## BEGIN Data in this exercise
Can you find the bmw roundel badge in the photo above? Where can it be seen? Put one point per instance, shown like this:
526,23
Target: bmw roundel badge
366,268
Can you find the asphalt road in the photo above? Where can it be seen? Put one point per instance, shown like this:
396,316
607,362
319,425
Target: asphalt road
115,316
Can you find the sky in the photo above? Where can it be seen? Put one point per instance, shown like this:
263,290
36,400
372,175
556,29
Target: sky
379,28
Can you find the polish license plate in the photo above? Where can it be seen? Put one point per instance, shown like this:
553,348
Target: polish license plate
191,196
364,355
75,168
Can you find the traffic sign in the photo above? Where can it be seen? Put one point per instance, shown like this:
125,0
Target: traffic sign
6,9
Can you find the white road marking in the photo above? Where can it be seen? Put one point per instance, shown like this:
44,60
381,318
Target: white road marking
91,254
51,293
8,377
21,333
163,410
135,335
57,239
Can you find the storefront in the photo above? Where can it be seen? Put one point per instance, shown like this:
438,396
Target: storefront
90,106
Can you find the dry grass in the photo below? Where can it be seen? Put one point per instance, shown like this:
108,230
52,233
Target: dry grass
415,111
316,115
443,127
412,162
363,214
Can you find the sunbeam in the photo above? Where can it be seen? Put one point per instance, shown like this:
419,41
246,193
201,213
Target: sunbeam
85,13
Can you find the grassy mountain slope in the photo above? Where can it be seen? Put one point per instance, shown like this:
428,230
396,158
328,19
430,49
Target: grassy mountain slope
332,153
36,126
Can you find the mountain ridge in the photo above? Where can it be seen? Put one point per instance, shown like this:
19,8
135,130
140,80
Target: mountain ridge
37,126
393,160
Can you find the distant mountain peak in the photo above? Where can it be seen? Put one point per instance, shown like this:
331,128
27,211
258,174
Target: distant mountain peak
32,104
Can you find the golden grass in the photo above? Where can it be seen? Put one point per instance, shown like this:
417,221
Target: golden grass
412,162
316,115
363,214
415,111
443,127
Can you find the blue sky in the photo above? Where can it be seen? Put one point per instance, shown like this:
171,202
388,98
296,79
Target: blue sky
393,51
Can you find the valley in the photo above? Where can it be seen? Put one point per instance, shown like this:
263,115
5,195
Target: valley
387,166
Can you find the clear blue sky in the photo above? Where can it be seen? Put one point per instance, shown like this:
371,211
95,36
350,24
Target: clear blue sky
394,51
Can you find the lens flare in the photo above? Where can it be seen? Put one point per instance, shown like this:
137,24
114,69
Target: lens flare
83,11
## END Data in this exercise
Exercise directions — Copy out the full listing exactly.

Output of the exercise —
Can you find the bmw roundel badge in the photo above? Where can it be seen? Put one point per instance, shown like this:
526,23
Target: bmw roundel badge
366,268
Can you find the asphalt road in the photo above? Where can it be seen? Put one point per instance, shown like this:
396,316
607,362
319,425
Target: asphalt road
115,316
Can you find the sky in the photo above? Where can it be seen? Put one point per instance, shown like this:
263,290
36,400
372,175
556,29
Target: sky
379,28
Can you find the polish license plate in the photo above? Where can it be seen? Put one point per instance, shown like this:
553,348
Target: polish license plate
191,196
364,355
75,168
Can you find the traffic sign in the photo above? Where can it be seen? Put one point per instance, shown like this:
125,0
Target: traffic sign
6,9
Can you find the white road marking in the photo above? Where can it be seen? Put one point per instance, shown like this:
44,60
381,318
Target: white road marking
91,254
51,293
8,377
21,333
163,410
135,335
57,239
Can you find the storefront in the photo above? Where can it be seen? Put one point per instance, shown like this:
438,396
Target: storefront
90,106
Can you find the dry grass in the photo below? Where can it be seen? Put one point per instance, shown like this:
108,230
52,233
Target: dry grass
415,111
316,115
443,127
412,162
363,214
Can you find the sunbeam in the photo above? Where can it be seen? Put one point per instance, shown like this:
419,41
246,193
201,213
Target: sunbeam
85,13
Can you find the grassy mountain slope in the photo above? Where can it be seen? Put one point per instance, shown like this:
428,230
396,158
328,19
430,49
Target: grassy mountain slope
332,153
36,126
Can you find the mountain ridge in the photo above? Where can it be seen? Put one point per instance, shown like this:
19,8
135,130
140,80
Target: mountain ridge
37,126
393,160
Can you find the distant mountain peak in the photo above? Where can it be seen? Put one point per instance, shown like this:
331,128
27,211
258,174
Target: distant mountain peak
32,104
Can you find the golden grass in the photo above? Where can it be seen? Put one point per instance, shown like this:
417,221
Target: golden grass
412,162
316,115
363,214
415,111
443,127
Can you find the blue sky in the photo above? Where can it be seen? Put one point per instance, shown like this:
171,202
388,98
296,79
Target: blue sky
393,51
Can you find the valley in the photo above? Where can it be seen? Put one point per instance, shown like this:
263,115
5,195
Target: valley
387,166
Can you find the clear blue sky in the photo above? Where can it be seen? Put one point per instance, shown like this:
371,211
95,36
350,24
Target: clear blue sky
394,51
Can you find the lens flare in the photo above? Where can it be seen? Put one point per instance, shown like this:
137,24
114,69
Target: lens flare
83,11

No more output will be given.